Key Takeaways:
- Gaming platforms are becoming increasingly important for fashion brands to engage with younger demographics, with over 700 brands participating in virtual worlds, and 1,200 activations across major platforms by the end of Q2 2024, according to GEEIQ.
- While ROI metrics for gaming activations are still developing, companies are exploring various strategies to measure success, including user engagement, conversion rates, and direct e-commerce integration.
- Gaming environments offer potential benefits over traditional social media for brand marketing, including more positive social interactions, improved mental health outcomes, and opportunities for product testing before physical production.
According to GEEIQ’s latest report, by the end of Q2 2024, there were over 700 brands in virtual worlds with over 1,200 activations across Roblox, Fortnite, Minecraft, and other platforms. This is a 58% increase from the same period last year. Brands have flocked to build immersive, gamified experiences, from Gucci to Forever21, luxury to high street, clothing to makeup. To reach the demographic that gaming captures, they will spend between $50 and $250,000 for a limited experience and up to $1.5 million for a more immersive world experience or deeper collaboration. There have been 347 new brand activations in the first half of 2024 alone, with 45% in Roblox and 33% on Fortnite.
Research has shown that fashion and gaming are growing closer together. Anzu found that when researching US gamers, 76% followed fashion brands and influencers, and 66% were consumers of luxury branded products (Anzu, 2022). The idea that people who play games are not target consumers for high-end fashion is proving to be outdated.
This summer I attended SEG3, a global meeting place for the sports, entertainment and gaming industries in London to get a feel for how far this data was manifesting itself in the conversations and the priorities of real marketers. On-site were a host of gaming developers, such as Sawhorse, Dubit, and Karta, who took to the stage alongside e-sports companies like Fnatic and brands like Hugo Boss to discuss current trends and insights.
One topic that became clear during this two-day event was that, despite a deepening crossover between these two industries, we may be just on the cusp of what could be possible when they converge further. Gen A is the first digitally native and largest generation in history, and despite a cost of living crisis their discretionary spending is up for grabs for brands that show up where those consumers already are. EMarketer predicts that by 2025, there will be 2 billion Alphas, representing 25% of the global population. There are also now 3.2 billion gamers worldwide, representing 36% of the population. The Venn diagram between those two cohorts has a lot of crossover, but it’s important to note that there are at least a billion older consumers who gaming crossovers can also reach.
To demonstrate: Gen Z spends 17% of their leisure time playing games, and Gen A spends a fraction more, at 21%. 92% of Gen A play games, compared to 88% of Gen Z, and both generations play more than 6 hours a week (Udonis, 2025). Again: if fashion and beauty brands want to really knock on consumers’ doors, they’re likely to find those doors in real-time worlds.
But finding a demographic is not the same as engaging it. So what should brands actually be aiming to achieve by using videogames as a channel?
The majority, the speakers and exhibitors at the event collectively agreed, are hoping to garner engagement through gamification to build brand awareness with this younger generation. They may not be aiming to convert exposure to transactional value today, but they are planning to acquire these new customers and to be top of mind for them once they have the spending power. Ultimately, brands want to make themselves more relevant by tapping into youth culture and community – both of which are more heavily shaped by real-time interactions in videogames than by traditional social media.

**OBJECTIVE:**
Reproduce the passage from the article on fashion brands in gaming, between "- Gaming environments" and "before physical production.", inclusive. Rely only on the article on fashion brands in gaming.

**SOURCE DATA:**

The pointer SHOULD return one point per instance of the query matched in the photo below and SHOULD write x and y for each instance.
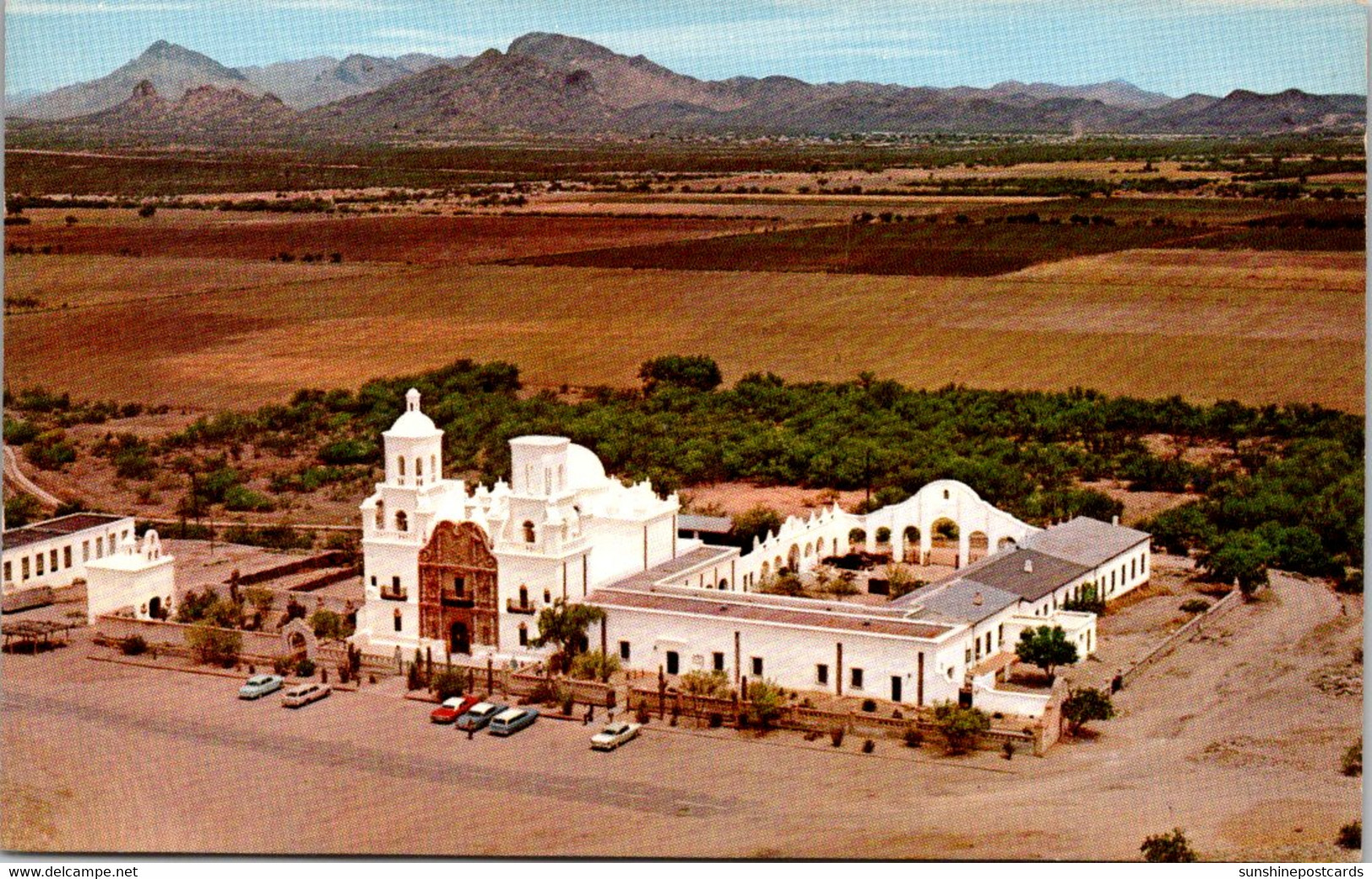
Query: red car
(450, 709)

**ANSWER TO THIS PROBLEM:**
- Gaming environments offer potential benefits over traditional social media for brand marketing, including more positive social interactions, improved mental health outcomes, and opportunities for product testing before physical production.